Records from a collection
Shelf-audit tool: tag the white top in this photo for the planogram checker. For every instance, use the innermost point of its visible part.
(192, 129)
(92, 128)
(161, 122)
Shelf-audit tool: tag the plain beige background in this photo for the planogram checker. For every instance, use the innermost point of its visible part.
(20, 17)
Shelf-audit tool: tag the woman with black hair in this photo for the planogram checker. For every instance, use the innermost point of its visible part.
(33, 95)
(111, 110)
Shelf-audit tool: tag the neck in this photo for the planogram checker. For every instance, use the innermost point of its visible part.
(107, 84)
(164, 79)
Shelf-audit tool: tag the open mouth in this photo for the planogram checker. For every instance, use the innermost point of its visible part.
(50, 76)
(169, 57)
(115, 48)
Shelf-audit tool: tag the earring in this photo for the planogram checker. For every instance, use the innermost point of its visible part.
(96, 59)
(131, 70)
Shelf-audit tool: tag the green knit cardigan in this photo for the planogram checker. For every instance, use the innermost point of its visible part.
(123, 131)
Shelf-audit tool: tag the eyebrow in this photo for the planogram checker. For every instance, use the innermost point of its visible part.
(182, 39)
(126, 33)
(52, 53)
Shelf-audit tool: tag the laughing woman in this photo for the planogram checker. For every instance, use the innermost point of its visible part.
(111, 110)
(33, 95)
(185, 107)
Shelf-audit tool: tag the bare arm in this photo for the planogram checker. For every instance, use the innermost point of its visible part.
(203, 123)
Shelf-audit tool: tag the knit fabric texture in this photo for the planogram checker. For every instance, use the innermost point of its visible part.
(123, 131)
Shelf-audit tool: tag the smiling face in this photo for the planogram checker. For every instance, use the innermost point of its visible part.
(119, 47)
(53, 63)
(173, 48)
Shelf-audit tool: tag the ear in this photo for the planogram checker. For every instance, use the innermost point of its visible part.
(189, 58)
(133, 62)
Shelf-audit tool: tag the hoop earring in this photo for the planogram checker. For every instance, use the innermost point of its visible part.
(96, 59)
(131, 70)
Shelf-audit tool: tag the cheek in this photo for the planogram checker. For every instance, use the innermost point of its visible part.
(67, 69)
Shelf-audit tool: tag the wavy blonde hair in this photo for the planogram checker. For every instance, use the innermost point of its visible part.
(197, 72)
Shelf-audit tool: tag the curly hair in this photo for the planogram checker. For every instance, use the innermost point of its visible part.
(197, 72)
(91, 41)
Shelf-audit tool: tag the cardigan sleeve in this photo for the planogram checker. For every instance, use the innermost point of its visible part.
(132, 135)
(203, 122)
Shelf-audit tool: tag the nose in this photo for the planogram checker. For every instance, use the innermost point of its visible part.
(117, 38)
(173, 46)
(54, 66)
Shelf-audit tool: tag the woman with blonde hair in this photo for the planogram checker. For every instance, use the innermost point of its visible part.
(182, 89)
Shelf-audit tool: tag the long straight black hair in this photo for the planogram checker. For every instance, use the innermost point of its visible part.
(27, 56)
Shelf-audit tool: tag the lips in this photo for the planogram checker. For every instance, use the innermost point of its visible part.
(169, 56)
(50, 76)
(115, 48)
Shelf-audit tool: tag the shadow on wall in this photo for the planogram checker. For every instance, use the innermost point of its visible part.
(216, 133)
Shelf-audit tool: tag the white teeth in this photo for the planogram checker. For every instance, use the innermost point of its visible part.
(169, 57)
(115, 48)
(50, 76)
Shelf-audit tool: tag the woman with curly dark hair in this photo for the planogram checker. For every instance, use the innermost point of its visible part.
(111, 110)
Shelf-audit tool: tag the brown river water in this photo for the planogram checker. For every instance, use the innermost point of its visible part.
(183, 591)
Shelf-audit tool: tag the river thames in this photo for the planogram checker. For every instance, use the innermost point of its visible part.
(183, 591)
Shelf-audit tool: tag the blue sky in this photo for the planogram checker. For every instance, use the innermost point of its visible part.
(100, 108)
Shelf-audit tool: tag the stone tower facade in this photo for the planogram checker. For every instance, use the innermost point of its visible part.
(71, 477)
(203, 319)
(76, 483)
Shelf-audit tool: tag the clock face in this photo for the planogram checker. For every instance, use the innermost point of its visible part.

• **Problem to solve**
Restate every record verbatim.

• **Result**
Shelf-audit tool: tag the white top in this photo for the planogram checker. For every instance, use the innermost point of its visible part.
(192, 129)
(92, 128)
(161, 122)
Shelf-audit tool: tag the plain beige background in this photo for the planogram checker. For every instance, use the innermost point of its visible part.
(20, 17)
Shelf-audit tool: tag the woman with black hair in this photo for the planogram checker. For every instance, use the innermost point of its visible part.
(33, 95)
(111, 110)
Shelf-audit tool: tag the neck in this photo for the planogram checker. For every instance, use the innermost point of its visible part.
(107, 84)
(164, 79)
Shelf-audit tool: tag the open mouth in this photo for the planogram checker. For every instance, use the innermost point of its visible part.
(50, 76)
(169, 57)
(115, 48)
Shelf-audit tool: tag the earring in this photo for the planogram checker. For every instance, use the innermost point of its visible part.
(96, 59)
(131, 70)
Shelf-audit tool: tag the green knit cardigan in this photo for the planogram checker. For every instance, use the innermost point of its visible part.
(123, 131)
Shelf-audit tool: tag the eyebrow in this photo for the planogram checker. For every instance, use the innermost point of its visible part.
(182, 39)
(126, 33)
(52, 53)
Shelf-audit tool: tag the laughing woman in this photo for the planogram checker. For every instance, use the innermost point of its visible part.
(111, 110)
(33, 95)
(185, 107)
Shelf-audit tool: tag the bare arm in this photo for the planogram checker. For every instance, use the innermost point of its visible part.
(203, 123)
Shelf-audit tool: tag the knit fabric texture in this photo for the planogram checker. For every instance, use the innermost point of its visible part.
(123, 131)
Shelf-audit tool: tag the smiling face in this photo for the planogram checker. For every instance, use the innermost point of its visible part.
(119, 47)
(53, 63)
(173, 48)
Shelf-audit tool: tag the ear in this photo for the planogram checker. For every instance, use the innermost point of its visible part.
(189, 58)
(133, 62)
Shelf-audit tool: tag the hoop earring in this photo for the planogram checker. For every instance, use the innermost point of its visible part.
(96, 59)
(131, 70)
Shelf-audit tool: tag the cheek in this photo for the planogram checker. For every instance, use the innermost point of its visible part.
(67, 69)
Shelf-audit tool: tag the wavy blonde hair in this photo for the planogram checker. For every instance, use the innermost point of its visible part.
(197, 72)
Shelf-audit tool: tag the curly hair in this photo for the planogram checker. For every instance, use the innermost point of its visible part.
(197, 72)
(91, 41)
Shelf-audit tool: tag the cardigan sleeve in this photo for the planogram checker. For every instance, use the innermost point of its visible part.
(132, 135)
(203, 122)
Shelf-audit tool: tag the nose in this photo for the planogram checker. For every instance, use the innermost point of its visible part.
(117, 38)
(173, 46)
(54, 66)
Shelf-audit tool: tag the woman with blonde hair in this photo for the planogram checker. For every instance, use the innermost point of its visible part.
(182, 89)
Shelf-audit tool: tag the long straight black hair in this photo for the planogram checker. For every instance, use the innermost point of its visible part.
(27, 56)
Shelf-audit tool: tag the lips in this photo for the planogram checker. For every instance, use the innermost point of its visible part.
(169, 56)
(50, 76)
(115, 48)
Shelf-audit tool: tag the shadow on wall in this photo for the planogram checker. For every instance, use the innermost point of its visible part.
(216, 133)
Shelf-audit tool: tag the white teeth in this photo for the planogram checker. For every instance, use the innermost point of its visible part.
(169, 57)
(115, 48)
(50, 76)
Shelf-audit tool: tag the woman with curly dark hair in this photo for the planogram checker. For every instance, use the innermost point of its visible part.
(111, 110)
Shelf-audit tool: tag the brown river water in this photo for the planogram checker. For every instance, use the innermost point of its visible part.
(183, 591)
Shelf-audit tool: tag the river thames in this photo for the planogram checker. For every instance, use the innermost point of its visible part.
(183, 591)
Shelf-audit tool: tag the blue sky in this photo for the planogram checker. For every instance, use the innermost point of its visible part.
(100, 108)
Shelf-audit tool: tag the stone tower facade in this photo for the planogram checker. For every instance, use the innermost point of its visible part.
(71, 477)
(203, 319)
(76, 483)
Shelf-audit tool: tag the clock face in this photo for the planogram checker. For every instance, use the innermost point of its visible part.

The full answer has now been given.